** What this exercise asks **
**A.** Name every Sweetizza flavor described in the pizza article below.
**B.** Condense the paragraph of the pizza article below that opens "Recently refurbished Horts in Bristol" into a short bulleted list that keeps its main facts.
**C.** Extend the pizza article below with a further section in the same style, picking up after its final sentence.

** Source extract **
1. Pizza and sport
Recently refurbished Horts in Bristol features an innovative addition to its offering in the shape of a luxury 26-seat cinema room, the Director’s Cut. The Young’s managed house now offers customers free access to film and live-sport screenings and has introduced a casual-dining menu of homemade pizzas, sliders and grazing platters for those wanting a snack with the entertainment. The menu features four types of pizza, all of which are home-made with locally sourced ingredients.
A recent Six Nations deal comprising a pizza or burger plus a ticket to the rugby screening for £25 sold out on several nights and generated several private bookings for the venue.
2. Sweet pizzas
Orchid Group runs a 24-strong chain of pizza-focused venues under its Pizza Kitchen & Bar (PKB) concept.
The dough is made on-site with all the traditional pizza toppings plus more original ones, such as Spanish chorizo and prosciutto crudo with cherry tomato, red chilli and rosemary (£8.95) and roasted butternut squash and goat’s cheese with sage and rocket (£8.45), but the newest and most exciting newcomers to the menu are sweet. On the dessert menu sweet pizzas can be found called Sweetizzas - see what they did there? Flavours comprise banana and chocolate with hazelnut sauce, marshmallows and Cornish vanilla ice cream; apple and blackberry crumble with custard and vanilla ice cream; and chocolate chip cookie dough with vanilla ice cream (all £3.25).

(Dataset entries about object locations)

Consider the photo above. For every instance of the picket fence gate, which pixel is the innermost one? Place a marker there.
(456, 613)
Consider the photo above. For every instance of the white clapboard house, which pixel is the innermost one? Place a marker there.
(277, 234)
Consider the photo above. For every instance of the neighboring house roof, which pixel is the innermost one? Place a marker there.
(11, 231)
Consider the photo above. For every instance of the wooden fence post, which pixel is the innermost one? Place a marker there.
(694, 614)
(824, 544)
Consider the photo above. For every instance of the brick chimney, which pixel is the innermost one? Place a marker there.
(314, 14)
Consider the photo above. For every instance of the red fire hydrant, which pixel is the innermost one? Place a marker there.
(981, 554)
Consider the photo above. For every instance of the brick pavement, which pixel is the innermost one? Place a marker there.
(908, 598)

** Outputs in order **
**A.**
- Banana and chocolate with hazelnut sauce, marshmallows and Cornish vanilla ice cream
- Apple and blackberry crumble with custard and vanilla ice cream
- Chocolate chip cookie dough with vanilla ice cream

**B.**
- Horts in Bristol, a recently refurbished Young's managed house, has added the Director's Cut, a luxury 26-seat cinema room.
- Customers can watch film and live-sport screenings there for free.
- A new casual-dining menu offers homemade pizzas, sliders and grazing platters.
- The four pizzas on the menu are all made in-house with locally sourced ingredients.

**C.**
PKB offers a Slice loyalty card that gives the user 20% off food and there are also regular offers during the week. It contributes 18% towards PKB’s annual sales.
3. Traditional takeaway
A Welsh-themed topping of laverbread served with cockles and bacon in a recipe adapted from a traditional fishermen’s dish is just one of the combinations that help stone-baked takeaway pizzas (£6-£9) stand out at the New Three Mariners in Laugharne, Carmarthenshire. Bar manager and pizza chef Richard Hagin sells around 20 pizzas per night, including around six to take away, often to local farmers.
Hagin prefers to make each pizza to order, catering for individual tastes, including vegetarian. Wet sales are pushed up as people wait 10-15 minutes for their takeaways, and the pub, owned by Penderyn Brewery, has seen its reputation grow significantly among locals and tourists at the rural pub since takeaways were introduced several years ago.
4. Breakfast toppings
The diversity of pizza toppings is exploited to profitable effect by offering a breakfast version from 10am-1pm every day at the Stoke Pub & Pizzeria, a Spirit managed house in Guildford, Surrey. General manager Ahmed Chaaban says: "We offer 10 new gourmet pizza combinations, and a high proportion of ravenous customers opt for our English breakfast pizza, on tomato and cheesy bread, plus bottomless tea or coffee for £5.99.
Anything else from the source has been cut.